Sure we could deal with that in the cuda backend if we can infer the location of the pointers provided to q.memcpy. I don't immediately know how we can most straightforwardly do that because I don't see a cu device API query that takes a pointer and returns whether it is device or host allocated, but I can ask if anyone knows if this exists (of course we can defer to some more complex/slower/heavier implementation to retrieve locations (Host or Device) of pointers, but I don't think anyone will argue this is desirable if avoidable).

We would need to be able to know this so that we could move from the current cuda implementation of q.memcpy that uses cuMemcpyAsync which infers the type of copy (D2H H2D D2D) from the pointer addresses. If we managed to do this we could feasibly (in the D2D case) use the information as provided in ext_oneapi_can_access_peer to call cuMemcpyDtoHAsync then cuMemcpyHtoDAsync instead of cuMemcpyAsync (or cuMemcpyPeer) if ext_oneapi_can_access_peer returns false for the access query (or cuMemcpyDtoDAsync if the D2D copy is intra-device). If cuCtxEnablePeerAccess has been called (and no error returned and the corresponding Disable API not called), then any call to cuMemcpyAsync (or cuMemcpyPeer) will do a P2P copy when the src and device are on different peer access enabled devices. If cuCtxEnablePeerAccess has not been called then any call to cuMemcpyAsync (or cuMemcpyPeer) will do D2H H2D instead.

Now if we did this note that this would not completely remove interactions between buffer P2P and USM P2P, although the interactions that remain I think would only be for rather unusual use cases for which we need to consider the limitations of the number of active (active means cuCtxEnablePeerAccess has been called and returned without error) peer connections:

For CUDA devices this maximum number of peers is set by either:

On non-NVSwitch enabled systems, each device can support a system-wide maximum of eight peer connections.
When NVSwitch is used the maximum number of peers per device is given in a table in the following link: https://www.nvidia.com/en-gb/data-center/nvlink/ 6 for volta, 12 for Ampere, 18 for Hopper.

So if we had a hypothetical system of 9 non NVSwitch peers, 8 active connections for a single device for buffer P2P, then any user calls to ext_oneapi_enable_peer_access to enable a connection from the device to the remaining peer will have to deal with the CUDA_ERROR_TOO_MANY_PEERS thrown by cuCtxEnablePeerAccess gracefully and return false to ext_oneapi_enable_peer_access, until one of the peer connections used by buffer P2P is disabled.

I guess that there is a similar max peer constraint for level_zero?

* Would the buffer-copy optimization really call cuCtxEnablePeerAccess/ cuCtxDisablePeerAccess for each copy operation?  Somehow I thought these operations could be potentially slow, so enabling / disabling P2P on each copy could have disastrous performance.  (I have no first-hand experience, so I might be wrong about the enable / disable APIs being slow.)

◆ ◆ ◆ ◆ ◆ ◆ ◆

§ Directions
a) Decide whether each statement agrees with the CUDA peer-access text, answering yes or no and quoting the deciding words: (i) On systems without NVSwitch, each device can support a system-wide maximum of eight peer connections. (ii) With NVSwitch, an Ampere device supports 18 peers. (iii) When cuCtxEnablePeerAccess has not been called, cuMemcpyAsync performs a P2P copy.
b) In the CUDA peer-access text, which error does cuCtxEnablePeerAccess throw in the hypothetical system of 9 non-NVSwitch peers?
c) Write the next part of the CUDA peer-access text, starting after its final sentence.

◆ ◆ ◆ ◆ ◆ ◆ ◆

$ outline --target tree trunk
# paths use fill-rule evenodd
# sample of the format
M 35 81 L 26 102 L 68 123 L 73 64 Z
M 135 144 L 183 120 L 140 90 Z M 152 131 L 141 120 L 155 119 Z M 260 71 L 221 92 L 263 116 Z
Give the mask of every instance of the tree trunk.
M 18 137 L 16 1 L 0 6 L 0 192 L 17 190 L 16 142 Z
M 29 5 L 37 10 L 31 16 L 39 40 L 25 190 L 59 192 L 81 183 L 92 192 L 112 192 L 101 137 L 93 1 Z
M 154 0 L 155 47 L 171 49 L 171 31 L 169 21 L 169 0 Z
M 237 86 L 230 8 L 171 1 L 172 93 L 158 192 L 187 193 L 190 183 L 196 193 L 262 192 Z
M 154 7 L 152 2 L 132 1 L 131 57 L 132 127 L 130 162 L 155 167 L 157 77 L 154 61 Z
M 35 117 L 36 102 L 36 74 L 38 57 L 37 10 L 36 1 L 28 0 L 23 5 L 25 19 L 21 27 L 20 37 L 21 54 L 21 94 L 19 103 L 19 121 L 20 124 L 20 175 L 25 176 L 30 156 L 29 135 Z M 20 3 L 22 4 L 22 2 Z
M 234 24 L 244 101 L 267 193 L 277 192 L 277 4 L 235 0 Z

◆ ◆ ◆ ◆ ◆ ◆ ◆

§ Results for the exercise
a)
(i) Yes: "On non-NVSwitch enabled systems, each device can support a system-wide maximum of eight peer connections."
(ii) No: "6 for volta, 12 for Ampere, 18 for Hopper."
(iii) No: "If cuCtxEnablePeerAccess has not been called then any call to cuMemcpyAsync (or cuMemcpyPeer) will do D2H H2D instead."

b) CUDA_ERROR_TOO_MANY_PEERS

c)
My testing experience has been that execution times of cuCtxEnablePeerAccess and cuCtxDisablePeerAccess are quite a lot shorter than even very small copies (smallest I checked last year was of order 10-100 bytes). Note that I was not advocating calling cuCtxEnablePeerAccess and cuCtxDisablePeerAccess for every buffer P2P copy!. I just want to put the behaviour/constraints of the cuda peer functionality out there for you, and it is easier to do this by way of examples. There is also the question of the hip peer functionality. At the level of the runtime the APIs used in HIP match CUDA for the peer capabilities, however we haven't looked into the lower level implementation. It's probably a good first guess that the constraints of the HIP peer implementation will match cuda although this isn't guaranteed until we check.

For completeness the other thing to mention for the cuda case is that, unlike the corresponding level_zero case, peer access is granted between cuContexts rather than cuDevices: see the declaration of cuCtxEnablePeerAccess. This is an implementation detail (I'm not saying this should motivate breaking your proposed extension) but it is probably worth mentioning how this interacts with the current state of DPC++ runtime and PI_CUDA. Basically the fact that we can have multiple sycl::contexts mapped to a single sycl::device, and then multiple cuContexts per cuDevice, and the fact that sycl::device knows nothing about sycl::context currently, complicates things (Of course there are ways we can work around this).

As an aside this is another small issue motivating why we are interested in the context questions that still don't appear to have clear answers: Does the (added complexity of) the sycl::context abstraction (and the constraints that it imposes) have a real use case for: a) DPC++ target users (SYCL spec + DPC++ extensions scope) b) wider subset of all SYCL target users (SYCL spec scope)

For the purposes of easily testing the performance of queue.memcpy for different numbers of concurrent Peer connections I had to use a free function to switch on the access:

sycl::ext::oneapi::experimental::ext_oneapi_enable_peer_access(
const queue& active, const queue& peer);
}

This works because sycl::queue knows about sycl::context. Again I'm not suggesting the Device member function API change at all; rather I'm providing this information to try to represent the cuda peer functionality, and point out how it interacts with sycl::device, queue, and context concepts. Hopefully once we know all requirements of level_zero, cuda and more, it can make the most natural solution more obvious.

Oct 25 '22 13:10 JackAKirk

@jbrodman @gmlueck It looks like https://github.com/intel/llvm/pull/8197 will be merged soon. This PR makes it much easier for the nvidia backend to implement this extension. I've implemented this P2P proposal in the nvidia backend on top of #8197 here: https://github.com/JackAKirk/llvm/tree/P2P-primary-ctxt. When #8197 is merged I can open a PR for this draft implementation.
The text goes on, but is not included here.